| DESCRIPTION OF THE TASK |
A verbatim transcription of the listing below is required, without its pictures.

| SUPPLIED MATERIAL |
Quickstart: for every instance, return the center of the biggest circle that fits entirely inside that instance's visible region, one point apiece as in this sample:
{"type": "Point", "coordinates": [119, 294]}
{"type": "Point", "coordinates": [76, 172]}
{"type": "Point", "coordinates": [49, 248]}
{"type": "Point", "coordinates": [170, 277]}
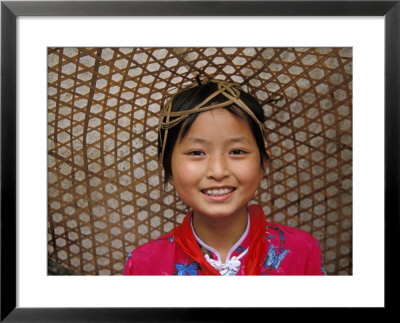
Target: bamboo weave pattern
{"type": "Point", "coordinates": [106, 192]}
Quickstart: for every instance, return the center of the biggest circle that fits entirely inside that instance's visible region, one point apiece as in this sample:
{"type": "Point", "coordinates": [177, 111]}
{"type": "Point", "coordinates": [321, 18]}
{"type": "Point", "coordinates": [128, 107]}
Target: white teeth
{"type": "Point", "coordinates": [220, 191]}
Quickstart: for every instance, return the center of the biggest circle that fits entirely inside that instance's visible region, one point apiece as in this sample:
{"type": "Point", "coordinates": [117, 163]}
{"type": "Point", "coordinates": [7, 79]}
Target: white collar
{"type": "Point", "coordinates": [232, 265]}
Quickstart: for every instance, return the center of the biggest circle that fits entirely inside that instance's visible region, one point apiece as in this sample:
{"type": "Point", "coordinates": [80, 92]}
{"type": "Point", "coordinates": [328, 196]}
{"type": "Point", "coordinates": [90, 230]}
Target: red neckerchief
{"type": "Point", "coordinates": [184, 237]}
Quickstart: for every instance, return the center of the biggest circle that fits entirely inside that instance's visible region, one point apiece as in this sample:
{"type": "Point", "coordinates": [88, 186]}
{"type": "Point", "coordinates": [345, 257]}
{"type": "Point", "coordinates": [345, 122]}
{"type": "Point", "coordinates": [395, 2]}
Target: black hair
{"type": "Point", "coordinates": [190, 98]}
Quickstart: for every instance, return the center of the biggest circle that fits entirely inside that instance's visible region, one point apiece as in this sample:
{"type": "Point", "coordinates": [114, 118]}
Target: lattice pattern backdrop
{"type": "Point", "coordinates": [105, 186]}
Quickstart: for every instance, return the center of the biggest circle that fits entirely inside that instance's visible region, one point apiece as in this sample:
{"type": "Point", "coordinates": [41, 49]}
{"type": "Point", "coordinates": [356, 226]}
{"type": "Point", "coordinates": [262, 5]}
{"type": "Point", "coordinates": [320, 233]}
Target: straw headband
{"type": "Point", "coordinates": [169, 119]}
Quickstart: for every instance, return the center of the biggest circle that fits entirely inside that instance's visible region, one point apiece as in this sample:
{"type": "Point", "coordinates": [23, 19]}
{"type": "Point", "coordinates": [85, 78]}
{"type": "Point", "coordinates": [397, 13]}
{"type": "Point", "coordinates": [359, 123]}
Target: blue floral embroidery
{"type": "Point", "coordinates": [274, 259]}
{"type": "Point", "coordinates": [270, 236]}
{"type": "Point", "coordinates": [183, 269]}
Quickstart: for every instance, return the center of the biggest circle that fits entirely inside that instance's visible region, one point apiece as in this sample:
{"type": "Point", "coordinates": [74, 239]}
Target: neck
{"type": "Point", "coordinates": [220, 233]}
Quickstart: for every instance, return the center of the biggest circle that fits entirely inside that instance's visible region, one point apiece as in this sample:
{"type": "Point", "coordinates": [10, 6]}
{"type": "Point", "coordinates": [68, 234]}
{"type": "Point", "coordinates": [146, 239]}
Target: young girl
{"type": "Point", "coordinates": [211, 145]}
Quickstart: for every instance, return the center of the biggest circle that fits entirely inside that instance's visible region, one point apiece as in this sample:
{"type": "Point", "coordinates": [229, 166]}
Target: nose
{"type": "Point", "coordinates": [217, 167]}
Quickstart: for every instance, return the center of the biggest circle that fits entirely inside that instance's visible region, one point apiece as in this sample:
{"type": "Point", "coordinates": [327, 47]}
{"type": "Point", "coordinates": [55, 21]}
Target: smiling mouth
{"type": "Point", "coordinates": [218, 191]}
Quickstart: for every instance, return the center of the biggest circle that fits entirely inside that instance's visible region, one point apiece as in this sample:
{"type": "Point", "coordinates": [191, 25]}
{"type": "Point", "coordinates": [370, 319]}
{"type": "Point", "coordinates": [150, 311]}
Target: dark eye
{"type": "Point", "coordinates": [237, 152]}
{"type": "Point", "coordinates": [196, 153]}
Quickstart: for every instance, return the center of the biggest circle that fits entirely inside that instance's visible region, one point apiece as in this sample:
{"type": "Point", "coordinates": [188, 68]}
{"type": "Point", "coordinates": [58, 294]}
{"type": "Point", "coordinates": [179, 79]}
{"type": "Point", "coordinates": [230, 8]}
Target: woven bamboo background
{"type": "Point", "coordinates": [105, 186]}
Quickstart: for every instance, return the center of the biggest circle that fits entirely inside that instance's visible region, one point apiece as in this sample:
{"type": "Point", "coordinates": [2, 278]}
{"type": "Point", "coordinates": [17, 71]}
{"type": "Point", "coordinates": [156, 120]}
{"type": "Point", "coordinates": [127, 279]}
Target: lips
{"type": "Point", "coordinates": [218, 191]}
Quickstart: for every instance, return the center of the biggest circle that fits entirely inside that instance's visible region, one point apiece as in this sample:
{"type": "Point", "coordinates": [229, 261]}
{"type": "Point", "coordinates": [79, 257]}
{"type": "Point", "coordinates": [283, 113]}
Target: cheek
{"type": "Point", "coordinates": [185, 175]}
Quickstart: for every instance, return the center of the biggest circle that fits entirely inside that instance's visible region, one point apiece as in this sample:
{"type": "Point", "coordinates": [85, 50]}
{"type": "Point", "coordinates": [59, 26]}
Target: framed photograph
{"type": "Point", "coordinates": [82, 86]}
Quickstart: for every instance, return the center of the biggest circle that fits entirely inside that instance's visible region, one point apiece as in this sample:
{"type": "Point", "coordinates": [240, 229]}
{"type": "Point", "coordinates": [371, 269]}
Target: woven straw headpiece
{"type": "Point", "coordinates": [230, 91]}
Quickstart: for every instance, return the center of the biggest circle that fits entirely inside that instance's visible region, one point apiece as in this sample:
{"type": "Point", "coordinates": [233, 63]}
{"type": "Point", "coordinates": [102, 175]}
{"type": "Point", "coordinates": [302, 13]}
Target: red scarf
{"type": "Point", "coordinates": [186, 240]}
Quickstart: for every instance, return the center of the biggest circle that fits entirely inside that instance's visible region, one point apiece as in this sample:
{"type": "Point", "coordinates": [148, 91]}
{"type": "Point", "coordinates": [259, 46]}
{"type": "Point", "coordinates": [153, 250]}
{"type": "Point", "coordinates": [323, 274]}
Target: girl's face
{"type": "Point", "coordinates": [216, 166]}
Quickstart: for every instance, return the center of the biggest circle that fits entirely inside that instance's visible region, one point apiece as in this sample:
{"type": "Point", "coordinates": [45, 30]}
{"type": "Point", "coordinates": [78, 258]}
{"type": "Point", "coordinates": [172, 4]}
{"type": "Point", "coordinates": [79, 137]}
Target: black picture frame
{"type": "Point", "coordinates": [10, 10]}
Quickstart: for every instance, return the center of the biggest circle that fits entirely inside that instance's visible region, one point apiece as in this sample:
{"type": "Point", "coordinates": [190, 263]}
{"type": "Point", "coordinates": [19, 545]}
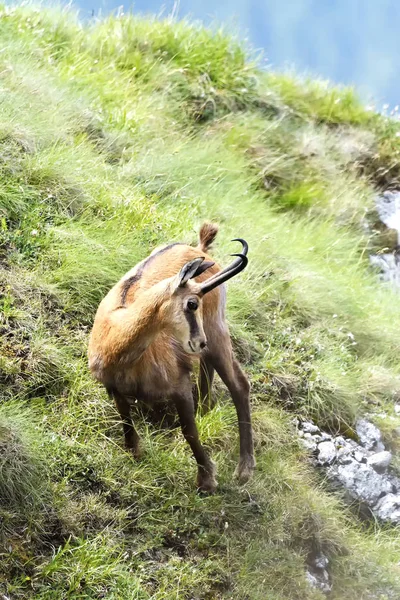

| RESULT FOR THIS EXERCISE |
Quickstart: for every instance, return the center of the biggest circle that fits entirely inside that instance's visible region, one point apiece as in this sample:
{"type": "Point", "coordinates": [119, 294]}
{"type": "Point", "coordinates": [76, 172]}
{"type": "Point", "coordinates": [49, 248]}
{"type": "Point", "coordinates": [170, 277]}
Target: bamboo weave pattern
{"type": "Point", "coordinates": [106, 192]}
Quickstart: for every instance, return the center of the biggest circle that fits entirely inside that instance's visible region, one point apiece as in this sample:
{"type": "Point", "coordinates": [177, 111]}
{"type": "Point", "coordinates": [321, 18]}
{"type": "Point", "coordinates": [128, 107]}
Target: white teeth
{"type": "Point", "coordinates": [220, 191]}
Quickstart: for every instance, return the center of the biggest circle that fits entirely inside that instance's visible region, one point apiece as in this sample:
{"type": "Point", "coordinates": [117, 163]}
{"type": "Point", "coordinates": [7, 79]}
Target: white collar
{"type": "Point", "coordinates": [232, 265]}
Quickstart: for every instance, return the center of the biggest circle that fits entirely inside that instance's visible region, one point apiece as in this sample:
{"type": "Point", "coordinates": [80, 92]}
{"type": "Point", "coordinates": [328, 196]}
{"type": "Point", "coordinates": [90, 230]}
Target: red neckerchief
{"type": "Point", "coordinates": [184, 237]}
Quickstart: for every instance, return the center of the biggest circle that fits entirely inside that instance's visible region, one point apiece as in this sample:
{"type": "Point", "coordinates": [88, 186]}
{"type": "Point", "coordinates": [345, 257]}
{"type": "Point", "coordinates": [345, 122]}
{"type": "Point", "coordinates": [395, 2]}
Target: black hair
{"type": "Point", "coordinates": [190, 98]}
Quickstart: for every instance, return the center of the biggest circle that fits entirely inside that instance's visible region, one point apiece as in this sample:
{"type": "Point", "coordinates": [114, 118]}
Target: lattice pattern backdrop
{"type": "Point", "coordinates": [105, 186]}
Quickstart: for every instance, return the center of the biggest circle that fits entirely inside that instance's visible region, one point apiece as in this sample:
{"type": "Point", "coordinates": [41, 49]}
{"type": "Point", "coordinates": [356, 226]}
{"type": "Point", "coordinates": [262, 5]}
{"type": "Point", "coordinates": [320, 233]}
Target: straw headband
{"type": "Point", "coordinates": [169, 119]}
Quickstart: for every instance, return the center of the biggest circle that fits entirely inside that instance's visible region, one point apiece as in this sample:
{"type": "Point", "coordinates": [23, 19]}
{"type": "Point", "coordinates": [85, 78]}
{"type": "Point", "coordinates": [397, 13]}
{"type": "Point", "coordinates": [359, 123]}
Target: blue floral embroidery
{"type": "Point", "coordinates": [274, 259]}
{"type": "Point", "coordinates": [270, 236]}
{"type": "Point", "coordinates": [183, 269]}
Quickstart: for every instance, return the center of the biggest circle that fits entirely inside that instance's visible region, one point apiece as in this sample:
{"type": "Point", "coordinates": [74, 239]}
Target: neck
{"type": "Point", "coordinates": [220, 233]}
Quickstart: for every instance, return the center of the biggest circle that fits entirely inside that instance's visible region, one point apiece as in this sample:
{"type": "Point", "coordinates": [10, 6]}
{"type": "Point", "coordinates": [68, 234]}
{"type": "Point", "coordinates": [146, 239]}
Target: young girl
{"type": "Point", "coordinates": [211, 145]}
Quickstart: for every instance, return the center of the biggest circle that fits entirely inside that instance's visible region, one point apiece as in this sample:
{"type": "Point", "coordinates": [229, 166]}
Target: nose
{"type": "Point", "coordinates": [217, 167]}
Quickstart: for every instance, return the center of the biggest circle that fits entirely inside that instance's visible region, one point apiece as in this sample:
{"type": "Point", "coordinates": [327, 47]}
{"type": "Point", "coordinates": [55, 21]}
Target: smiling mouth
{"type": "Point", "coordinates": [218, 191]}
Quickstart: for every instance, return the center of the biggest circle that fits entirely inside that instance's visible region, one point apiece as in this sample:
{"type": "Point", "coordinates": [191, 25]}
{"type": "Point", "coordinates": [370, 319]}
{"type": "Point", "coordinates": [150, 311]}
Target: dark eye
{"type": "Point", "coordinates": [237, 152]}
{"type": "Point", "coordinates": [196, 153]}
Quickstart: for every instance, return the center of the biggest circle that fits entirely inside that instance's visible region, one point apiece as in this sample:
{"type": "Point", "coordinates": [188, 68]}
{"type": "Point", "coordinates": [58, 294]}
{"type": "Point", "coordinates": [179, 79]}
{"type": "Point", "coordinates": [230, 8]}
Target: woven bamboo background
{"type": "Point", "coordinates": [105, 186]}
Quickstart: for every instance, return the center of the biggest circle that fits entirely inside that instance's visible region, one point apiece as in this sample:
{"type": "Point", "coordinates": [2, 278]}
{"type": "Point", "coordinates": [17, 71]}
{"type": "Point", "coordinates": [156, 120]}
{"type": "Point", "coordinates": [127, 279]}
Target: lips
{"type": "Point", "coordinates": [218, 191]}
Quickstart: for every instance, return the center of the biggest circle that fits entirely inside that instance's visible region, one point apiece as in this sample:
{"type": "Point", "coordinates": [229, 261]}
{"type": "Point", "coordinates": [79, 257]}
{"type": "Point", "coordinates": [283, 113]}
Target: cheek
{"type": "Point", "coordinates": [185, 175]}
Quickstart: for every instance, return the center of the biggest circle that fits entirely inside that instance's visible region, one point apiece as in this sample:
{"type": "Point", "coordinates": [85, 50]}
{"type": "Point", "coordinates": [59, 26]}
Target: framed photograph
{"type": "Point", "coordinates": [82, 86]}
Quickstart: for every instance, return the center of the biggest circle that fits entirely inside that instance's visible region, one point apiece as in this sample:
{"type": "Point", "coordinates": [240, 229]}
{"type": "Point", "coordinates": [371, 269]}
Target: woven straw headpiece
{"type": "Point", "coordinates": [230, 91]}
Quickstart: for every instance, return the center of the biggest circle that fits entirely inside that instance's visible region, one point apiece as in this sample:
{"type": "Point", "coordinates": [233, 63]}
{"type": "Point", "coordinates": [102, 175]}
{"type": "Point", "coordinates": [302, 13]}
Target: red scarf
{"type": "Point", "coordinates": [186, 240]}
Quickstart: for every instance, return the center of the biggest circle that fits entirely inside that instance's visible region, one point apiece as in this sample:
{"type": "Point", "coordinates": [148, 91]}
{"type": "Point", "coordinates": [259, 46]}
{"type": "Point", "coordinates": [153, 250]}
{"type": "Point", "coordinates": [323, 274]}
Target: girl's face
{"type": "Point", "coordinates": [216, 166]}
Quickstart: for every instance, return the center of the biggest circle that fits entirely inside that instance's visible region, one point apiece as in this sample:
{"type": "Point", "coordinates": [45, 30]}
{"type": "Point", "coordinates": [78, 258]}
{"type": "Point", "coordinates": [172, 4]}
{"type": "Point", "coordinates": [79, 137]}
Target: black picture frame
{"type": "Point", "coordinates": [10, 10]}
Quickstart: for every instance, return the center of the biggest circle that fits entirely inside that instance's visible region, one point apiece as in this sample:
{"type": "Point", "coordinates": [190, 263]}
{"type": "Point", "coordinates": [19, 545]}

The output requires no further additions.